#### [Trecho para leitura]

De fato, na pesquisa documental sobre a história de Porto Alegre, a palavra avenida aparece muitas vezes associada às moradias pobres e insalubres, associadas aos crimes narrados nas notícias policiais. Também, muitas vezes, aparece mesmo como sinônimo de “beco”, “viela” ou “cortiço”, e até o início do século XX estavam presentes mesmo na Rua dos Andradas, tradicionalmente a mais rica do centro histórico da cidade. Nesta passagem publicada no Correio do Povo, vê-se a sinonímia entre “cortiço” e “beco”:

No cortiço [grifo da pesquisadora], existente á rua dos Andradas n. 113-A, residencia de meia duzia de raparigas, registrou-se, hontem, ás nove horas, um sarilho.

[…]

Segundo as informações obtidas pela policia, o agente poz-se a desafiar as pessoas que se achavam no interior do becco [grifo da pesquisadora].[4]

Já neste trecho de carta ao jornal Correio do Povo, cortiços e avenidas aparecem como sinônimos, e descreve-se as últimas da seguinte forma:

[…] qualquer “cortiço”, de viella infecta e que, por ironia, se lhe dá o pomposo nome de “avenida”, quando, no entanto, é certo que não passa de verdeiro fóco, onde os maiores estragos produzem a bubonica, a variola, o typho e a tuberculose, está pela locação, nunca inferior, a 30$ ou 40$000 mensaes, de sorte que o pobre operario, ou jornaleiro, que tem de pagar pelo kilo do feijão 1$500 e, ás vezes, até, preço mais alto, se vê em serias aperturas, no fim de cada mez.[5]

Vê-se a referência ao custo da moradia comparado com o custo dos alimentos para a população trabalhadora, desde aquela época mal alojada na cidade. Da mesma forma, na revista A Mascara, lamenta-se o preço de morar em viellas e beccos ainda por cima em péssimas condições de higiene:

Em viellas e beccos, postos numa promiscuidade nefasta, vivem verdadeiras populações de entes miseraveis. Um passeio pelo Areal da Baroneza (lembrar o nome dessa arrabalde é trazer à lembrança a chronica delictuosa da cidade) suggere um <<cour de miracles>> espantosa e quasi incrivel![6]

Como se pode ver nas duas fotografias que acompanham a reportagem, aqui também trata-se de construções de madeira em torno de uma estreita rua, na qual o acúmulo de água em poças também é notável.

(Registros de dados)
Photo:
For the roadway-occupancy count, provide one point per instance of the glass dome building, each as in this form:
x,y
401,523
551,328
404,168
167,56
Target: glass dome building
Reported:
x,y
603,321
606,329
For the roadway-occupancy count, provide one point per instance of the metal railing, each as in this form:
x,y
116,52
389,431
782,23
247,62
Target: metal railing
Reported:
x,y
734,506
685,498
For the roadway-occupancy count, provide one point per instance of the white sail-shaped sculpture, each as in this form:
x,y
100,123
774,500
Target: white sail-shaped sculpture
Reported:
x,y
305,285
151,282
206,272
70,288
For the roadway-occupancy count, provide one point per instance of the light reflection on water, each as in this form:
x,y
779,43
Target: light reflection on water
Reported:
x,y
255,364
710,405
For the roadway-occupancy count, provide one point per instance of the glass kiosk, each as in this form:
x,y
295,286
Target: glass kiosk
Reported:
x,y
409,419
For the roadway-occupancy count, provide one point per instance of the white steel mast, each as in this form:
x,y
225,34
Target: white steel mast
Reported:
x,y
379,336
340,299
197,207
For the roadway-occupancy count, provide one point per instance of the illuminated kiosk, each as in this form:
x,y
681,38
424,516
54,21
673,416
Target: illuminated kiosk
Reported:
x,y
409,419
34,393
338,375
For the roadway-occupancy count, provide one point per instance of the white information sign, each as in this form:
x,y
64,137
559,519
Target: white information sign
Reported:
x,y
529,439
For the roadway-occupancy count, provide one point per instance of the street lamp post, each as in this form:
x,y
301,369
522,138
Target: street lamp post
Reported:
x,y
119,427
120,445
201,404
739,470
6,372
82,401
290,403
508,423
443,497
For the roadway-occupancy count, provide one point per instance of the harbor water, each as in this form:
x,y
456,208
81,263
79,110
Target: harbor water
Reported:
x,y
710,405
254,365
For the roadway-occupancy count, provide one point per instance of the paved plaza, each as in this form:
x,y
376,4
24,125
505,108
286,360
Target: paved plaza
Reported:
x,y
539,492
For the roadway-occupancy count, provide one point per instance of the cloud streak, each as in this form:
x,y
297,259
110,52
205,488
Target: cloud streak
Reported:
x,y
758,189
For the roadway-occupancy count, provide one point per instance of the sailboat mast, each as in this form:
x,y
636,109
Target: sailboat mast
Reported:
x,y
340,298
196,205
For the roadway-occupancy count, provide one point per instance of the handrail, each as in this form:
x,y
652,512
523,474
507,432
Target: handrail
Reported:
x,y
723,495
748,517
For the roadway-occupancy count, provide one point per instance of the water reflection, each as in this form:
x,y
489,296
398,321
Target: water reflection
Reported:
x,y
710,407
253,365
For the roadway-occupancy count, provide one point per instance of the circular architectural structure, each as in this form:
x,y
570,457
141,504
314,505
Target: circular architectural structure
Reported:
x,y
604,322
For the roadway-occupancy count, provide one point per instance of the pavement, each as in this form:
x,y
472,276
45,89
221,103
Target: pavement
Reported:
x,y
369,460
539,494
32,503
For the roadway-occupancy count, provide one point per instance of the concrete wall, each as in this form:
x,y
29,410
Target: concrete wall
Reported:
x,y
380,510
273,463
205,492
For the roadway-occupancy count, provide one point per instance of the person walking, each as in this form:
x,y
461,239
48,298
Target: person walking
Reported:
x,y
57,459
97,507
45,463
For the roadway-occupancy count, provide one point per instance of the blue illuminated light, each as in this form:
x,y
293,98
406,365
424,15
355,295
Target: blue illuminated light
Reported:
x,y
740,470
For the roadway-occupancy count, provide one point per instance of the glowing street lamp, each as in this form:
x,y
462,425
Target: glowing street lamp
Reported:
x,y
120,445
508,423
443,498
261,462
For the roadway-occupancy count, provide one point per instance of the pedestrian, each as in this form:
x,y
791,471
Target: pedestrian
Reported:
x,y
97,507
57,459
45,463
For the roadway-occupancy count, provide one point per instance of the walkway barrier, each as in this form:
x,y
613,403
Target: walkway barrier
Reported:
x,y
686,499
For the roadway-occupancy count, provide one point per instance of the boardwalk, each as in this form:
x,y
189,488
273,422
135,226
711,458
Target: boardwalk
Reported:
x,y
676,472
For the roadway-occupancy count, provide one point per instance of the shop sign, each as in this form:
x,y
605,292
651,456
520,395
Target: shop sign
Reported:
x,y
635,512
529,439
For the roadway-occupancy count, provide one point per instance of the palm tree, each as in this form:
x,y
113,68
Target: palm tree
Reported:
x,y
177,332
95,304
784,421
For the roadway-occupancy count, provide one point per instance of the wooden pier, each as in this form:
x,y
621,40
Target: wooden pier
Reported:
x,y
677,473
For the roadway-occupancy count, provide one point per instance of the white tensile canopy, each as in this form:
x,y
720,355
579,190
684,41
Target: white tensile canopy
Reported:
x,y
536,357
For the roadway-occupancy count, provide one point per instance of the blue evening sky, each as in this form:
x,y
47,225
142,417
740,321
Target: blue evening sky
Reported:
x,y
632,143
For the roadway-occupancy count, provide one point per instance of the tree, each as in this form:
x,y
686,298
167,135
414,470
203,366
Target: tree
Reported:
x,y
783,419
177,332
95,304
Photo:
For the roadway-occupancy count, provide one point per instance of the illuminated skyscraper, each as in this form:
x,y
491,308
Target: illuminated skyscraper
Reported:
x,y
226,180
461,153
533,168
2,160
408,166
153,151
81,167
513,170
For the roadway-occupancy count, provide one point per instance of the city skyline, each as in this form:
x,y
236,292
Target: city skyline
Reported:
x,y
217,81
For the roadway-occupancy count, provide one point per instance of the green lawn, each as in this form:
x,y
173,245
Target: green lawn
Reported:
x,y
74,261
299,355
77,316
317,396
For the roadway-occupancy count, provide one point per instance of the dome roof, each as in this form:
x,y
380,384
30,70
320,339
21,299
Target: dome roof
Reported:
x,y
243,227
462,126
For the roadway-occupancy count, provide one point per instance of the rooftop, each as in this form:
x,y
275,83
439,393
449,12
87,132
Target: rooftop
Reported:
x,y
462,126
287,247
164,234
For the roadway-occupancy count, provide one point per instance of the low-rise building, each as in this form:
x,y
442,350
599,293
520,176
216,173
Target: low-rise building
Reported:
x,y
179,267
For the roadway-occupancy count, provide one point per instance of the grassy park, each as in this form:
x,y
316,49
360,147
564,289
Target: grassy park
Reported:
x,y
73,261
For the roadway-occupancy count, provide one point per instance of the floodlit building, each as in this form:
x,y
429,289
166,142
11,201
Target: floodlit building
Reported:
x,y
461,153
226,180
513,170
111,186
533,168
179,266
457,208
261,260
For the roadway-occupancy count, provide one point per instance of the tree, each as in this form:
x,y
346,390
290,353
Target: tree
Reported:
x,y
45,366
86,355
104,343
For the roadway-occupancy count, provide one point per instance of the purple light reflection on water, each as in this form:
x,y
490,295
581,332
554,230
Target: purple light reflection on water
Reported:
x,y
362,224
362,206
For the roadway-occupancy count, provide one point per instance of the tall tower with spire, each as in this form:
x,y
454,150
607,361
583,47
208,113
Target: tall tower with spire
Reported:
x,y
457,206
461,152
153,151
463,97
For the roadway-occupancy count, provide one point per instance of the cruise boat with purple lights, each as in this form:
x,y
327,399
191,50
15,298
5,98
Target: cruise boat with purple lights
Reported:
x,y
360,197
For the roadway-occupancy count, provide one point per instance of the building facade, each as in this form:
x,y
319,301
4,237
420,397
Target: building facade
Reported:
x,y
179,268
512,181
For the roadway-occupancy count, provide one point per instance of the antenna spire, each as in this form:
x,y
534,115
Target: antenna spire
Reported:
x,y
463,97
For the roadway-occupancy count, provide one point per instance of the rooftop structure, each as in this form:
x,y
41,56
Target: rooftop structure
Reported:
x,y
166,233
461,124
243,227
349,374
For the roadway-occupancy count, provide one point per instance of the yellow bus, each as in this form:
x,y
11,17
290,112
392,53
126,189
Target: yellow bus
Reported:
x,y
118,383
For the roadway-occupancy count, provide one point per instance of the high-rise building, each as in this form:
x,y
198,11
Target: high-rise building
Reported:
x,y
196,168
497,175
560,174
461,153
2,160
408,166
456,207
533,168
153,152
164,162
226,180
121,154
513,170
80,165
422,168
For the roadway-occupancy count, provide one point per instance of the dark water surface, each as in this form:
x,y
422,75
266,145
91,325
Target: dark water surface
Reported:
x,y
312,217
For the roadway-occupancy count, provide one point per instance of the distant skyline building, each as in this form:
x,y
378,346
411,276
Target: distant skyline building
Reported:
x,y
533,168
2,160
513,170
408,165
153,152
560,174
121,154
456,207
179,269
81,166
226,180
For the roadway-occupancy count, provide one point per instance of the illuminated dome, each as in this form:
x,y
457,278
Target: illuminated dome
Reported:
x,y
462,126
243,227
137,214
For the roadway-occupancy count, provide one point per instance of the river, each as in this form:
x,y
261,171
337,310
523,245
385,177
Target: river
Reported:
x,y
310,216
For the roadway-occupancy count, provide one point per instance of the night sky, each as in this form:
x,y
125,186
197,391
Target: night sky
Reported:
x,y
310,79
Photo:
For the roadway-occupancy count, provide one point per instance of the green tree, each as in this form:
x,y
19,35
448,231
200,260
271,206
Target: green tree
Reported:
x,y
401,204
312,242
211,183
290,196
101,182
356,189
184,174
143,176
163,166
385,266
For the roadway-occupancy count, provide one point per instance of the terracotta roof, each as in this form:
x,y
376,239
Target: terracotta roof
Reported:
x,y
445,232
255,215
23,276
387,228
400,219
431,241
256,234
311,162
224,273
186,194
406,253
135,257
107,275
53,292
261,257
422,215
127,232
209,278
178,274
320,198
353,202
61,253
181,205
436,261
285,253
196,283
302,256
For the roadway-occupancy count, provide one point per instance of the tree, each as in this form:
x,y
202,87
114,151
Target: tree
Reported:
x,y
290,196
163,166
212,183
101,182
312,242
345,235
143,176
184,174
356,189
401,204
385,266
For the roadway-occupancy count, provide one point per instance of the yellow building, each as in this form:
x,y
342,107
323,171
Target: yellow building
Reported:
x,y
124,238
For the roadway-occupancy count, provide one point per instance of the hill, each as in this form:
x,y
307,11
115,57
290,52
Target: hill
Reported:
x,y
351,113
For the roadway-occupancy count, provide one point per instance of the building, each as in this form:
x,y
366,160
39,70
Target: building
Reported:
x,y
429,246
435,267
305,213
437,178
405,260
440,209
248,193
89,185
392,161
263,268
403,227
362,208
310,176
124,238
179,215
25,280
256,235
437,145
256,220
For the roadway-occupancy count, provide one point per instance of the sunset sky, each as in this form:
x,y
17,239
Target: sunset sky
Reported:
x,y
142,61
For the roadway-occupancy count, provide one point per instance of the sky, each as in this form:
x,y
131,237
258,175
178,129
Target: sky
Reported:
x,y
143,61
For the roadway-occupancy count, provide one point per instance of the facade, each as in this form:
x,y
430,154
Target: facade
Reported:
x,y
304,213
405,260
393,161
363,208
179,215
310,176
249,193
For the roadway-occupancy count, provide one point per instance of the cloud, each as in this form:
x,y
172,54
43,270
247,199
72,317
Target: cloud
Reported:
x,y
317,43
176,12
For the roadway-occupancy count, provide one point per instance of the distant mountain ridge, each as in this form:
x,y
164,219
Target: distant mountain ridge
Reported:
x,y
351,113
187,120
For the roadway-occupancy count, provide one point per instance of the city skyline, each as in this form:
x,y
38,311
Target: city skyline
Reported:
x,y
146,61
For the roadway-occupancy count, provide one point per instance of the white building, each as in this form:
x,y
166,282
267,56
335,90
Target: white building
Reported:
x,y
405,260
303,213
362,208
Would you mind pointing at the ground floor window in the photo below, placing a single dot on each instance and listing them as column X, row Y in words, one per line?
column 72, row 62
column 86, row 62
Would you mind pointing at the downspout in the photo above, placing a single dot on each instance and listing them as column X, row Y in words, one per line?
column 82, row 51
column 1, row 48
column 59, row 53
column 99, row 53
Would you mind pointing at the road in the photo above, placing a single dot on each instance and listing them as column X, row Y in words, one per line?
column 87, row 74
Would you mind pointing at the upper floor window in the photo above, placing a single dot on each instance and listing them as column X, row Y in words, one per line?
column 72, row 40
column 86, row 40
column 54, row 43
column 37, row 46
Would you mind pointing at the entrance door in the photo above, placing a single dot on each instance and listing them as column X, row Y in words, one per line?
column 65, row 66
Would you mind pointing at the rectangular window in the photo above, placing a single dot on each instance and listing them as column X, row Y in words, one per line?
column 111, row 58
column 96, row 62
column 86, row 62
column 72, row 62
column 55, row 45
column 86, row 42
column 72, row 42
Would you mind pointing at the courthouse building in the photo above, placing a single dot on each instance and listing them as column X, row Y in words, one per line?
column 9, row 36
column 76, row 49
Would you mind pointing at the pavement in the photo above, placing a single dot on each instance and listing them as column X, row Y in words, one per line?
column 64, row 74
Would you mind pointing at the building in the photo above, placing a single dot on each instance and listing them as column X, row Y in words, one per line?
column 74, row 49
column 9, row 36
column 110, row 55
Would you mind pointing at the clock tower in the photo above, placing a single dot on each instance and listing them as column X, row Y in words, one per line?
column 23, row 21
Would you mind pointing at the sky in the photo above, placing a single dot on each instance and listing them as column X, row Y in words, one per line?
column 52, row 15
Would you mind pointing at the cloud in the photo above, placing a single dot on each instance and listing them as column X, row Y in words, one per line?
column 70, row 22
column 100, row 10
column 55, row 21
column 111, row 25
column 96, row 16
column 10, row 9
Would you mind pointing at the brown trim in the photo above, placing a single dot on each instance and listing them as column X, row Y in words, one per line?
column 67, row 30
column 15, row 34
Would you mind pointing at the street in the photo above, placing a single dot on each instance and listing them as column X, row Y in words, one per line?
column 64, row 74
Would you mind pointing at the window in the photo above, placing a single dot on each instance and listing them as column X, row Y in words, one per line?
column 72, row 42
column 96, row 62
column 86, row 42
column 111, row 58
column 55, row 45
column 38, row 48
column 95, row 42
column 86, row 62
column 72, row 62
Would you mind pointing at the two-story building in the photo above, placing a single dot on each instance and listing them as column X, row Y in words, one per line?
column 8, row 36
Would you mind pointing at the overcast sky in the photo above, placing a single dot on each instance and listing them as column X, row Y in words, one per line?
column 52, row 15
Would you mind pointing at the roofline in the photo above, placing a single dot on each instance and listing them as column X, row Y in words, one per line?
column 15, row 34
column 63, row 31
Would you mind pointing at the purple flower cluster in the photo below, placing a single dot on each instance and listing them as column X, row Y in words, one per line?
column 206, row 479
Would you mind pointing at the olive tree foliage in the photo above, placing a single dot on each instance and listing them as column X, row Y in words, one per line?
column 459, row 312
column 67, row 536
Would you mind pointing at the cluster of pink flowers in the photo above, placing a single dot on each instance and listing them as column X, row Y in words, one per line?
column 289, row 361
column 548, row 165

#### [O que fazer A]
Diga se cada afirmação combina com o texto sobre as avenidas de Porto Alegre e responda sim ou não, citando as palavras do texto que decidem: (i) até o início do século XX, havia avenidas até mesmo na Rua dos Andradas; (ii) segundo a carta ao Correio do Povo, o aluguel de um cortiço podia ficar abaixo de 30$ por mês; (iii) nas duas fotografias da reportagem, as construções são de alvenaria.
#### [O que fazer B]
Copie do texto sobre as avenidas de Porto Alegre o trecho que vai de "Vê-se a referência" até "também é notável.", sem mudar nada.

#### [Resposta A]
(i) Sim: "até o início do século XX estavam presentes mesmo na Rua dos Andradas".
(ii) Não: "está pela locação, nunca inferior, a 30$ ou 40$000 mensaes".
(iii) Não: "trata-se de construções de madeira em torno de uma estreita rua".

#### [Resposta B]
Vê-se a referência ao custo da moradia comparado com o custo dos alimentos para a população trabalhadora, desde aquela época mal alojada na cidade. Da mesma forma, na revista A Mascara, lamenta-se o preço de morar em viellas e beccos ainda por cima em péssimas condições de higiene:

Em viellas e beccos, postos numa promiscuidade nefasta, vivem verdadeiras populações de entes miseraveis. Um passeio pelo Areal da Baroneza (lembrar o nome dessa arrabalde é trazer à lembrança a chronica delictuosa da cidade) suggere um <<cour de miracles>> espantosa e quasi incrivel![6]

Como se pode ver nas duas fotografias que acompanham a reportagem, aqui também trata-se de construções de madeira em torno de uma estreita rua, na qual o acúmulo de água em poças também é notável.